**What you are asked to do**
Please rewrite the article on California refinery emissions, starting at "(Bloomberg) -- California’s" and ending at "a telephone interview.", with "telephone" changed to "phone".

**Article**
=======
(Bloomberg) -- California’s push for cleaner air means extra cost for giant oil refiners and an opportunity for small companies using new technologies to help them pollute less.
In 2017, the state’s Governor Jerry Brown signed a law that expands refinery emissions monitoring rules and seeks to improve the air quality for neighboring communities. For Anoosheh Oskouian, it’s a chance to grow her 18-year-old Long Beach-based company Ship & Shore Environmental, Inc., which employs about 100 people.
“Refiners as a whole have always managed to lobby against tighter rules as something not being achievable,” she said in a telephone interview.
That’s getting harder to do in Southern California, where local regulator SCAQMD oversees emissions from seven refineries. Oskouian, a 20-year industry veteran, works closely with the watchdogs and refiners as she serves on the board of SCAQMD advising on best available control technologies and helping rulemakers determine what’s achievable.
=======
**Source excerpt**
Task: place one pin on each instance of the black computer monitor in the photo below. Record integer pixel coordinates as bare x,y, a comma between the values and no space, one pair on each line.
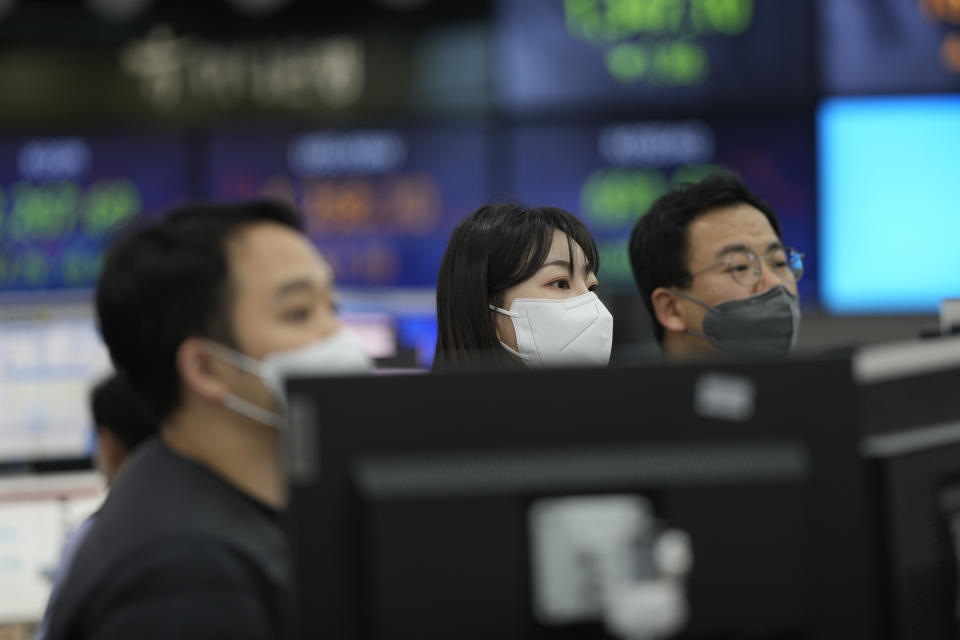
910,408
413,496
=======
**Task output**
(Bloomberg) -- California’s push for cleaner air means extra cost for giant oil refiners and an opportunity for small companies using new technologies to help them pollute less.
In 2017, the state’s Governor Jerry Brown signed a law that expands refinery emissions monitoring rules and seeks to improve the air quality for neighboring communities. For Anoosheh Oskouian, it’s a chance to grow her 18-year-old Long Beach-based company Ship & Shore Environmental, Inc., which employs about 100 people.
“Refiners as a whole have always managed to lobby against tighter rules as something not being achievable,” she said in a phone interview.